# About this exercise:
For each statement, say yes or no to whether it agrees with the article on the Medical Scholars Program, and quote the article's deciding words: (a) The program is jointly sponsored with Jefferson Medical School. (b) The program's first class had seven members. (c) Seventeen students are in their second year at Jefferson.
[[ Study text, beginning ]]
Vol. 17, No. 30May 7, 1998

First class of five medical scholars earn degrees

Members of the first class of the UD Medical Scholars Program, jointly sponsored with Jefferson Medical School, are receiving their medical degrees in May, according to coordinator Paul Durbin, philosophy.

"This truly will be a significant milestone for the Medical Scholars Program when these students, who enrolled as students at UD in 1990, complete the program and graduate from Jefferson. It is the fruition of planning and cooperation between the University and Jefferson to provide a broad-based liberal arts, scientific and professional education for tomorrow's physicians," Durbin said.

The five members of the first class are pioneers, but others soon will follow in their footsteps. Currently, Durbin said, there are 11 students in their third year at Jefferson, 17 students in their second year and 11 in their first year. There are 14 seniors at UD who will begin their studies at Jefferson next fall, 19 juniors who have been conditionally accepted at Jefferson for 1999 and 17 sophomores who have just been conditionally accepted for 2000.
[[ Study text, end ]]
[[ Extracted data, beginning ]]
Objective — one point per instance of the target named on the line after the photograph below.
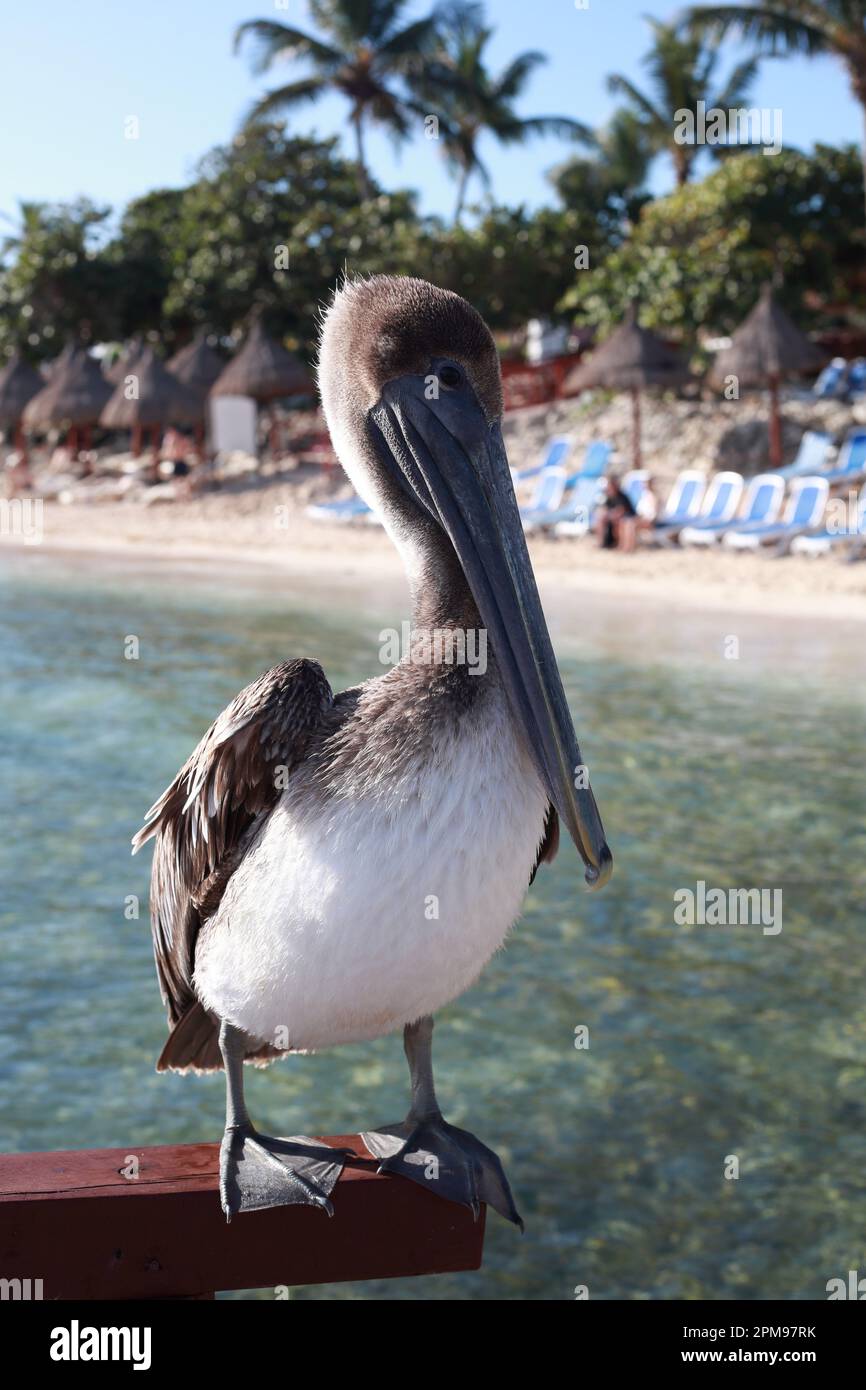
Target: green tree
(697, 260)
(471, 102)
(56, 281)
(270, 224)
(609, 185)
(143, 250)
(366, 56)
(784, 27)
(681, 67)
[[ Extracted data, end ]]
[[ Extracted data, beginning ]]
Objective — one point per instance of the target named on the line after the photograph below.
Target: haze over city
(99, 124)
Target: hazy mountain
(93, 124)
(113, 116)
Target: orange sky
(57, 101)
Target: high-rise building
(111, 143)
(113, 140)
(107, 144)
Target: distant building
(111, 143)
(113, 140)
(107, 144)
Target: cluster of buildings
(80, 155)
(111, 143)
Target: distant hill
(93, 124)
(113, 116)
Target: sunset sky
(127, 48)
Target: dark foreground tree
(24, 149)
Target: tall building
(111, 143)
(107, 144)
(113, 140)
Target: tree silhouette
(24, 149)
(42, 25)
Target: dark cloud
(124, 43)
[[ Extracted data, end ]]
# Answer space:
(a) Yes: "jointly sponsored with Jefferson Medical School"
(b) No: "The five members of the first class are pioneers"
(c) Yes: "17 students in their second year"